◆ Working data:
**********
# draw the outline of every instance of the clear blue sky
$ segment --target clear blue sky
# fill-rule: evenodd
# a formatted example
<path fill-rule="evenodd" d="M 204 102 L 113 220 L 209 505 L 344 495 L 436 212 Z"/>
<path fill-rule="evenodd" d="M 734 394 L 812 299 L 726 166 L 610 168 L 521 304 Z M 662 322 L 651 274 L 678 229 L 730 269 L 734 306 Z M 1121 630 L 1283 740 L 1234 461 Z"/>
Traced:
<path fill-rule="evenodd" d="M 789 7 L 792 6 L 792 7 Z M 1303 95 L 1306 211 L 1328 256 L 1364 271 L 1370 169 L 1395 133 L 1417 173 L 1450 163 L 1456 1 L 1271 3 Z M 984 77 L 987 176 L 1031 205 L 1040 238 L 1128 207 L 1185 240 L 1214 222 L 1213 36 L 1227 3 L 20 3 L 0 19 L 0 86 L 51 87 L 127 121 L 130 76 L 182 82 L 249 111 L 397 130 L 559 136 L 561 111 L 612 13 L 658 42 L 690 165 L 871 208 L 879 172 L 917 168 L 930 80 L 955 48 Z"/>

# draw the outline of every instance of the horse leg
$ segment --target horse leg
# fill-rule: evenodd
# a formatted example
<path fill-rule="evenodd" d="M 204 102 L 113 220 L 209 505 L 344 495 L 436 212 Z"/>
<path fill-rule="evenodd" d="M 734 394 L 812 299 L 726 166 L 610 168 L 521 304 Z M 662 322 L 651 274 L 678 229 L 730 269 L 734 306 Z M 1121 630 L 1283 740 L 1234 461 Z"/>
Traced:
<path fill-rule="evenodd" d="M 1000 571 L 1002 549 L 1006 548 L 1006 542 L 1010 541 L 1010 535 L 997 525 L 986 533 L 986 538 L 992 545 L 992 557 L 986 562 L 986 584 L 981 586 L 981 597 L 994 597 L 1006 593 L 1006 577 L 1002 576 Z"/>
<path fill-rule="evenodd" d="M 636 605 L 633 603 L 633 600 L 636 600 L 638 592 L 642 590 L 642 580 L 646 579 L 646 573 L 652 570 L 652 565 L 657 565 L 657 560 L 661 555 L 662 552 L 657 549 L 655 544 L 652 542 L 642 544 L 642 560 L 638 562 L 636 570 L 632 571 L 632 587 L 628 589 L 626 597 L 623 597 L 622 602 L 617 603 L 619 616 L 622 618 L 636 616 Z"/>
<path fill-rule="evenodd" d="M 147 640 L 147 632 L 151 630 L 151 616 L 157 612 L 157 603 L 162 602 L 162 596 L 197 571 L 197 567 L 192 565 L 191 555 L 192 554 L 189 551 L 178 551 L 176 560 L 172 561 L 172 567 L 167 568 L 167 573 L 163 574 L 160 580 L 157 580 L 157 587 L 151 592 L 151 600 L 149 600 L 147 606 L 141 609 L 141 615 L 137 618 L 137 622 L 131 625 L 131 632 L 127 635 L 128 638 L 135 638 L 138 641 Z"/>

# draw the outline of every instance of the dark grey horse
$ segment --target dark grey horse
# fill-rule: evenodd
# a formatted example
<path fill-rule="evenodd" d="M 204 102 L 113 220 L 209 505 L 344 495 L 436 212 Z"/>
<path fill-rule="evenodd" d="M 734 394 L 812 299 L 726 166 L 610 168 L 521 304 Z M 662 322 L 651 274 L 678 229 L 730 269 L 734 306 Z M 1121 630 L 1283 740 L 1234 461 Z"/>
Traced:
**********
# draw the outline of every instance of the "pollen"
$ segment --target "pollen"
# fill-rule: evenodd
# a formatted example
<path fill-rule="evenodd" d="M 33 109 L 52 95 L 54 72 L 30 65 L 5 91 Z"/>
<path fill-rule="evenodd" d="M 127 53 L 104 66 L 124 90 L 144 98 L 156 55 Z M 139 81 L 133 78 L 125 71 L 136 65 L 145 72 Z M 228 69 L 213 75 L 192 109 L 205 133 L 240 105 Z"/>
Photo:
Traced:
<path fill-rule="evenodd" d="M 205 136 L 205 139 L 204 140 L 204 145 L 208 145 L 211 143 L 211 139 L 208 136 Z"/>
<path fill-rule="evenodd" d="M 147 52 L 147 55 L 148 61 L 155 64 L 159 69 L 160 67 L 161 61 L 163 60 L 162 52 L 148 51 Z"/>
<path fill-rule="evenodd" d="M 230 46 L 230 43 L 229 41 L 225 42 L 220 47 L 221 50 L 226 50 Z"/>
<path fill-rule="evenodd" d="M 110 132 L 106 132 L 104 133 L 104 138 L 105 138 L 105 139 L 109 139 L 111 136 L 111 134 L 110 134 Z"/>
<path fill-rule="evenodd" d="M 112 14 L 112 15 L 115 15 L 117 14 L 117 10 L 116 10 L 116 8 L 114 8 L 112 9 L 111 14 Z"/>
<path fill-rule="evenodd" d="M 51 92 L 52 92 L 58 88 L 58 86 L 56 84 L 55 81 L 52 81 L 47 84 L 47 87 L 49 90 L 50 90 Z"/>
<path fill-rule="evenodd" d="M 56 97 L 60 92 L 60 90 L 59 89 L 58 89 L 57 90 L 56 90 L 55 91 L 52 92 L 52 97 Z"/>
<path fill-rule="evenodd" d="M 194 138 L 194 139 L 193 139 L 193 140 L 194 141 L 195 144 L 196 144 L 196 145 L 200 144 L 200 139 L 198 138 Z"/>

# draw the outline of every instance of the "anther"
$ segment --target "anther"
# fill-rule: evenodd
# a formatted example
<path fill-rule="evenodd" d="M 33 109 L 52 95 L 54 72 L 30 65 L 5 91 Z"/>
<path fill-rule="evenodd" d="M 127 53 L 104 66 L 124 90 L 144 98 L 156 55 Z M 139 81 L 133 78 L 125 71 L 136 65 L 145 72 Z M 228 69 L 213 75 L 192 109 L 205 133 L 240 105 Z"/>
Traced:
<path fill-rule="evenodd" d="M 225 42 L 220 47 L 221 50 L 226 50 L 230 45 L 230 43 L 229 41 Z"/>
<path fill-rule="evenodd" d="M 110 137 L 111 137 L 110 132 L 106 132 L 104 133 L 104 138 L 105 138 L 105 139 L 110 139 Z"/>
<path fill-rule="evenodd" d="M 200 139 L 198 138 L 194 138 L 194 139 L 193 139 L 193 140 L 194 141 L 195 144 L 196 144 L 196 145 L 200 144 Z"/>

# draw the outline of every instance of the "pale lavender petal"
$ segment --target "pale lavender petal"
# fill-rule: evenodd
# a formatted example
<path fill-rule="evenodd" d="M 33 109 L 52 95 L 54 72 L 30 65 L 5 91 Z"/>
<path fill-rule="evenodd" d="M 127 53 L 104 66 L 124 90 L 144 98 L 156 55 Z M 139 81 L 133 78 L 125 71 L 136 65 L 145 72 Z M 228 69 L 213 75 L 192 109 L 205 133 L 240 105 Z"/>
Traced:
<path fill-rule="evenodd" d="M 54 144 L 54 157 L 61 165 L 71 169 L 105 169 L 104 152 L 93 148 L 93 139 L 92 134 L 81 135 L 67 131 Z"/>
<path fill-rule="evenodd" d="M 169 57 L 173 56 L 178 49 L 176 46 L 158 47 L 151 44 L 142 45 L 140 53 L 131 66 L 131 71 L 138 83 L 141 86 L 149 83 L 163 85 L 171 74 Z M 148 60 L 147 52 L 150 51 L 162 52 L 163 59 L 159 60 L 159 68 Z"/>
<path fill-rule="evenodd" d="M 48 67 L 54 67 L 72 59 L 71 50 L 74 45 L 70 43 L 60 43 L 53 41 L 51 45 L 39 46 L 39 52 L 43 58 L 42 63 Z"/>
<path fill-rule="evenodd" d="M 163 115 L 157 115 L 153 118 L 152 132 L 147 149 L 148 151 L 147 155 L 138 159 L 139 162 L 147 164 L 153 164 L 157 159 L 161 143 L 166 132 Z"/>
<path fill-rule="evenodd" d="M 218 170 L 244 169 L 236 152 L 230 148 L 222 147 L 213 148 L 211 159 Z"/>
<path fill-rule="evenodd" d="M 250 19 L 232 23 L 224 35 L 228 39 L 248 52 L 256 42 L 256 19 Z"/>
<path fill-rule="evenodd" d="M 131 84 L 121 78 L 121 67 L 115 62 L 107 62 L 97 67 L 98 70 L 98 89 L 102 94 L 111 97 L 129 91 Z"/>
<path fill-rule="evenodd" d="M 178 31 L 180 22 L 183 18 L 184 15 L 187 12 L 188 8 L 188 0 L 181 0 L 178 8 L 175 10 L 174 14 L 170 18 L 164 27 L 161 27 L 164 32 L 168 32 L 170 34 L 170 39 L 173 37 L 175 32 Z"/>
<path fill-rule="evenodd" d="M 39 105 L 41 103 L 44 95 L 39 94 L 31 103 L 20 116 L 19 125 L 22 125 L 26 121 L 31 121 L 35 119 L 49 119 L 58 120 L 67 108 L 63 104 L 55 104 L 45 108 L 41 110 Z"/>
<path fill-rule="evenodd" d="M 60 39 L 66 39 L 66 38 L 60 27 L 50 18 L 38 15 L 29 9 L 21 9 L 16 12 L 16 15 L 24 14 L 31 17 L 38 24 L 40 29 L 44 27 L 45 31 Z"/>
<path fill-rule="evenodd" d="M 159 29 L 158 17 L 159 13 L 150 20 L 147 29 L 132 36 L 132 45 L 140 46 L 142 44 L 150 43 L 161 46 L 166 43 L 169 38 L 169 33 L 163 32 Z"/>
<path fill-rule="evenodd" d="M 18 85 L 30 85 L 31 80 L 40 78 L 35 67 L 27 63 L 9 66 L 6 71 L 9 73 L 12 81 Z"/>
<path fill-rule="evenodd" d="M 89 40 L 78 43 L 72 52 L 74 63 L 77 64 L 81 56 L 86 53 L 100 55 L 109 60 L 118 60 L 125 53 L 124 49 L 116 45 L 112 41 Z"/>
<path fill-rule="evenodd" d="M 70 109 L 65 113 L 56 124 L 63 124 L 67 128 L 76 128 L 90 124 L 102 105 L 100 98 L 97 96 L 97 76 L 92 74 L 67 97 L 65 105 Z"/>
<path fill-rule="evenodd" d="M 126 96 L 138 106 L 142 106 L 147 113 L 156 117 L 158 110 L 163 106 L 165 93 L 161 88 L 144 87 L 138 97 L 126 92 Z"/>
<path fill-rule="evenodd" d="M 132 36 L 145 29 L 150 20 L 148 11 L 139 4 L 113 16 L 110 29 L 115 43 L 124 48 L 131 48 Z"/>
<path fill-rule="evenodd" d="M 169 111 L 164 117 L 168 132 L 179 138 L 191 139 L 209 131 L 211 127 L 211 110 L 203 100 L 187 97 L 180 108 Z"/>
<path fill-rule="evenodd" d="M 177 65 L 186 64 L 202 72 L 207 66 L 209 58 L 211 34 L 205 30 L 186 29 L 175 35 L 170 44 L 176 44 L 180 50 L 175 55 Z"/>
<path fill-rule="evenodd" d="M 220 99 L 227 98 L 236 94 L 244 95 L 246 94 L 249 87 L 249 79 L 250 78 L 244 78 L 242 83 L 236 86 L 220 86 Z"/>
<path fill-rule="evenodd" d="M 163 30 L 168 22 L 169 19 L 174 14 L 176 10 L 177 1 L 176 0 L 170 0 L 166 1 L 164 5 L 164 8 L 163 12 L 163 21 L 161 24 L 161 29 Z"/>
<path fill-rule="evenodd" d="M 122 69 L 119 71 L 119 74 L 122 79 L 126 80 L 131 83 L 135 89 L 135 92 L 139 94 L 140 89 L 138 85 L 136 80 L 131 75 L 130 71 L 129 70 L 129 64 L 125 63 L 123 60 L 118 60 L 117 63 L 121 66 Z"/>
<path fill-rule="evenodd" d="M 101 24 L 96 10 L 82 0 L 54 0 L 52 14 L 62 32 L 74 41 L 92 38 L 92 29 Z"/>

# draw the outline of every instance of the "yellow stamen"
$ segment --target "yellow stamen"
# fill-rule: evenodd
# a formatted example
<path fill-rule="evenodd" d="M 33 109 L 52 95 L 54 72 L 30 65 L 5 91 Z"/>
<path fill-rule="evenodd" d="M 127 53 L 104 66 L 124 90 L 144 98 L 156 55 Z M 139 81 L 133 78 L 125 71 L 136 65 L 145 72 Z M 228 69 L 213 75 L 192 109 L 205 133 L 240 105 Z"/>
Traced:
**********
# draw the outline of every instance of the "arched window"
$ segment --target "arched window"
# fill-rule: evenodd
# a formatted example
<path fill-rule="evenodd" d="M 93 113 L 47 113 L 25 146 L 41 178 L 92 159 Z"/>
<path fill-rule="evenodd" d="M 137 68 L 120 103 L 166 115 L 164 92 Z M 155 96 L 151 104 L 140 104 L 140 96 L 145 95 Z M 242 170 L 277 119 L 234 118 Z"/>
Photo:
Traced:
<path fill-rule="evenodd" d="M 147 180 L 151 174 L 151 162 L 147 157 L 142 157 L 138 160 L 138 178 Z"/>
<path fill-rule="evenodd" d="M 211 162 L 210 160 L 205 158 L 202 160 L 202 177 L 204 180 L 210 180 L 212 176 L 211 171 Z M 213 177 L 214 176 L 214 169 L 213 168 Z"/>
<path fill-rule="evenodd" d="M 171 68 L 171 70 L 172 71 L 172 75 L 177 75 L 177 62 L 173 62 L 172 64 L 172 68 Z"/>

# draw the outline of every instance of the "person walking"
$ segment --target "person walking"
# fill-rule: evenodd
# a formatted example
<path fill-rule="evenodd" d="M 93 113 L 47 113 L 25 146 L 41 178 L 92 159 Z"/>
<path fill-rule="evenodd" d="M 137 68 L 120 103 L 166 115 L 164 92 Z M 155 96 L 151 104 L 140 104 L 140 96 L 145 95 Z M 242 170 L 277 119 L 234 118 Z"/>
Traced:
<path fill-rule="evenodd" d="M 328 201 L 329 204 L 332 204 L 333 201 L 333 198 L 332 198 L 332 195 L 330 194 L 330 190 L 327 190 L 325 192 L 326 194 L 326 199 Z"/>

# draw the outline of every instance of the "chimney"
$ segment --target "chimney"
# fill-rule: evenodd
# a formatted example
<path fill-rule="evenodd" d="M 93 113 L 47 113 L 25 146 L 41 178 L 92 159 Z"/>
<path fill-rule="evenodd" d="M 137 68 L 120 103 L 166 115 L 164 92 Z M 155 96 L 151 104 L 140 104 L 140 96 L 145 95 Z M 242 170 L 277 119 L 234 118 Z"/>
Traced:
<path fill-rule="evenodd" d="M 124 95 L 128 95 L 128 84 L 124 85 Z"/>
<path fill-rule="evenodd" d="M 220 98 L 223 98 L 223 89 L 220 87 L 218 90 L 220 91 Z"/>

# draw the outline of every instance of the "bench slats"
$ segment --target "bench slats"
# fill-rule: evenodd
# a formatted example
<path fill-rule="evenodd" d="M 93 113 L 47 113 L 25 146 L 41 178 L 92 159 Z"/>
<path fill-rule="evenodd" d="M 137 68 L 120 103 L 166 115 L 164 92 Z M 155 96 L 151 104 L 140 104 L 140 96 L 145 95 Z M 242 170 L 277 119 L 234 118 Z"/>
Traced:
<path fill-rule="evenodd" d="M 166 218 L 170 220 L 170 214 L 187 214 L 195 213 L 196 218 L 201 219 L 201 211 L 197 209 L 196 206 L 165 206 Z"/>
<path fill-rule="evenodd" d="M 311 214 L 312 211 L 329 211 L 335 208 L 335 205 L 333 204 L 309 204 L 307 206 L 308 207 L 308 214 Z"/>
**********
◆ Problem requirements:
Can you rewrite the part of the records that opens with the line containing "# draw the outline of every instance of the horse" and closes with the line containing "1000 571 L 1002", with "front hoof" in place of "horse leg" and nothing else changed?

◆ Exercise solution:
# draw the outline of every instance of the front hoof
$ segment --target front hoof
# fill-rule: evenodd
# a formatted example
<path fill-rule="evenodd" d="M 204 102 L 113 220 L 209 505 L 344 495 L 436 212 Z"/>
<path fill-rule="evenodd" d="M 734 394 L 812 299 L 726 166 L 610 168 L 521 304 Z M 662 322 L 651 274 L 678 229 L 730 269 L 734 306 Z M 1121 630 L 1283 740 L 1234 461 Z"/>
Traced:
<path fill-rule="evenodd" d="M 1000 571 L 1002 549 L 1006 548 L 1006 542 L 1010 541 L 1010 535 L 997 525 L 986 533 L 986 538 L 992 545 L 992 557 L 986 562 L 986 584 L 981 586 L 981 597 L 994 597 L 1006 593 L 1006 577 L 1002 576 Z"/>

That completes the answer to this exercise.